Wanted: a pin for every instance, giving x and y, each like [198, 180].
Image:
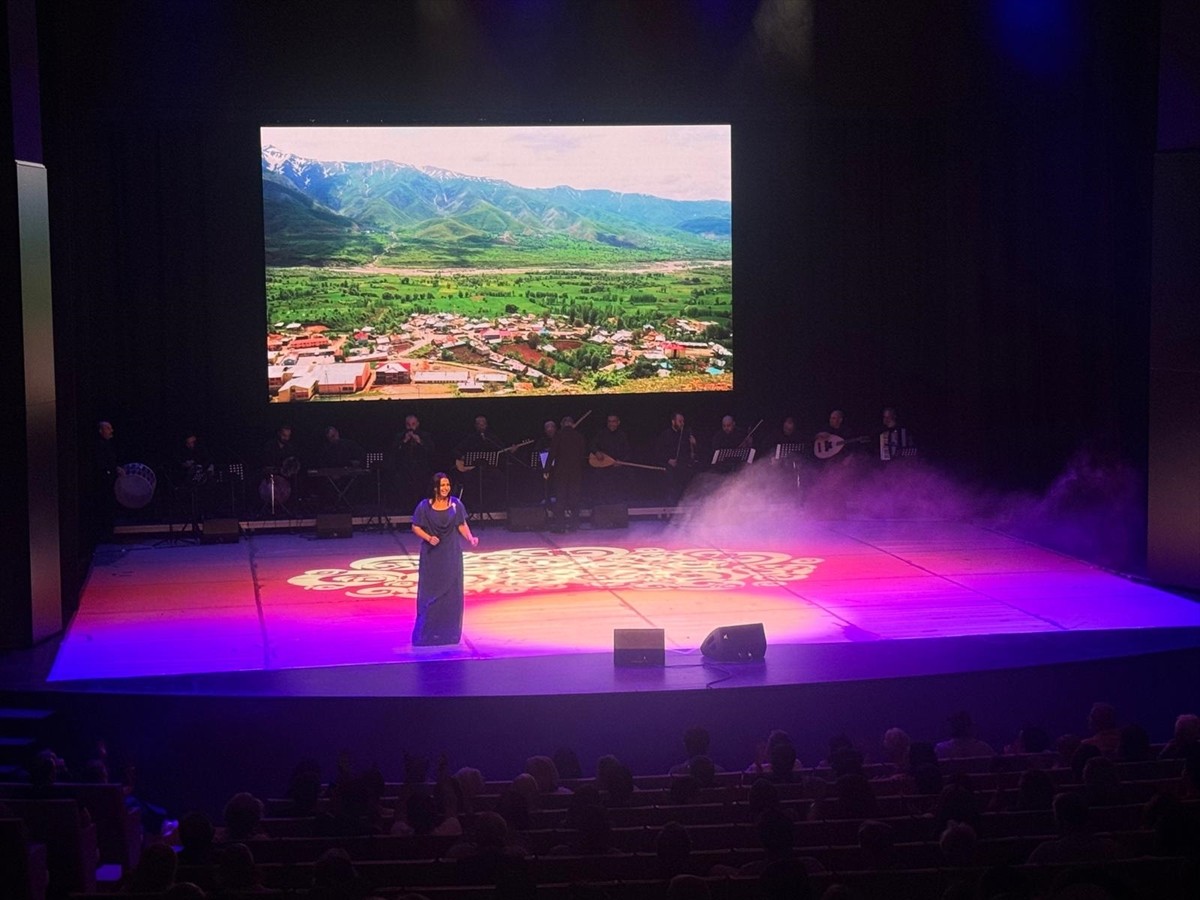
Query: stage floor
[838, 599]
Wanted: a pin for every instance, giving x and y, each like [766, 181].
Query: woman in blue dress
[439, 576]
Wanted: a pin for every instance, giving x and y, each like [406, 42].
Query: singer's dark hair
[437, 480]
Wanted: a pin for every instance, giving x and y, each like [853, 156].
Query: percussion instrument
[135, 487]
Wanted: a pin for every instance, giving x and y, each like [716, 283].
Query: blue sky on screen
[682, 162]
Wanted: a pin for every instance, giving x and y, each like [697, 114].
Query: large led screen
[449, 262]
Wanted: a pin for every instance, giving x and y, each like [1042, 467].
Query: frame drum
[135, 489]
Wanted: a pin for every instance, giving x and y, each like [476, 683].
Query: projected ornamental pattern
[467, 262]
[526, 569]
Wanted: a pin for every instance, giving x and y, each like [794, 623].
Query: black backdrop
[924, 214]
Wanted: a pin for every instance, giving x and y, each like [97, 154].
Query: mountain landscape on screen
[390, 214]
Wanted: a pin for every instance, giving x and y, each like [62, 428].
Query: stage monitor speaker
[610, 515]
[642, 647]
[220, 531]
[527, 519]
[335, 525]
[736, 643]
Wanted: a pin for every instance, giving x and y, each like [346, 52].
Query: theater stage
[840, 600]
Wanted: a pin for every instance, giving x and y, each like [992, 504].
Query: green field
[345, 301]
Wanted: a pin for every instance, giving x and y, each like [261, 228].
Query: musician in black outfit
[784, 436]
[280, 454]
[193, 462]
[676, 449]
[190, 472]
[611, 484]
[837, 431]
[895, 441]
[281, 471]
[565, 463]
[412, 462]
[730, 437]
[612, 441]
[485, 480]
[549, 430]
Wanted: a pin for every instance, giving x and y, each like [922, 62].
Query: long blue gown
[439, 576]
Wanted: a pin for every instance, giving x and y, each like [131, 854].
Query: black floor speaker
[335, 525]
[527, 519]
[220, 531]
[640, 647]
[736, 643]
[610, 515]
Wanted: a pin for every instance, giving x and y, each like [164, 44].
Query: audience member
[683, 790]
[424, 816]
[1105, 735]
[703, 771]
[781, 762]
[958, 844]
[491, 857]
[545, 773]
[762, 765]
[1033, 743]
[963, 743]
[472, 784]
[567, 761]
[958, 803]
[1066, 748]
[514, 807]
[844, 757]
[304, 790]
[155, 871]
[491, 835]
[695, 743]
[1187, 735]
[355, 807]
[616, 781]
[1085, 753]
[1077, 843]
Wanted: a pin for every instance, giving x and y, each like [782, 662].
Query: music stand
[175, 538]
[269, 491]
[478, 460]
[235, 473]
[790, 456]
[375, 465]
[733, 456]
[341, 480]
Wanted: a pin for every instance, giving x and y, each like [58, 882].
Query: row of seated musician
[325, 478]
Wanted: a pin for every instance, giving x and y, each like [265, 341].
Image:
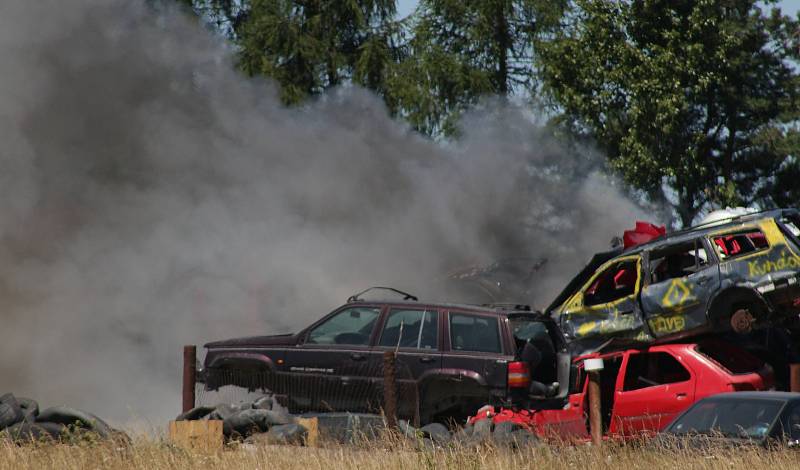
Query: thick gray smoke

=== Work to do ===
Format the data from the line containing "like [131, 854]." up to and including the line containing "[1077, 843]" as a Markdown table with the columns Row and Line. Number each line and leave out any blank lines.

=== Task answer ===
| Row | Line |
|---|---|
| 1 | Wanted: a pin for every instance, giving x and y, each like [131, 854]. |
| 2 | Query: black floor speaker |
| 3 | [335, 525] |
| 4 | [527, 519] |
| 5 | [220, 531] |
| 6 | [640, 647] |
| 7 | [736, 643] |
| 8 | [610, 515] |
| 9 | Wanted: a pin for every instance, giving x and y, each like [164, 44]. |
| 10 | Query: audience member |
| 11 | [683, 790] |
| 12 | [424, 816] |
| 13 | [1105, 735] |
| 14 | [703, 771] |
| 15 | [781, 762] |
| 16 | [958, 844] |
| 17 | [491, 857] |
| 18 | [545, 773] |
| 19 | [762, 765] |
| 20 | [1033, 743] |
| 21 | [963, 743] |
| 22 | [472, 784] |
| 23 | [567, 761] |
| 24 | [958, 803] |
| 25 | [1066, 748] |
| 26 | [514, 807] |
| 27 | [844, 757] |
| 28 | [304, 790] |
| 29 | [155, 871] |
| 30 | [491, 835] |
| 31 | [695, 743] |
| 32 | [1187, 735] |
| 33 | [355, 807] |
| 34 | [616, 781] |
| 35 | [1085, 753] |
| 36 | [1077, 843] |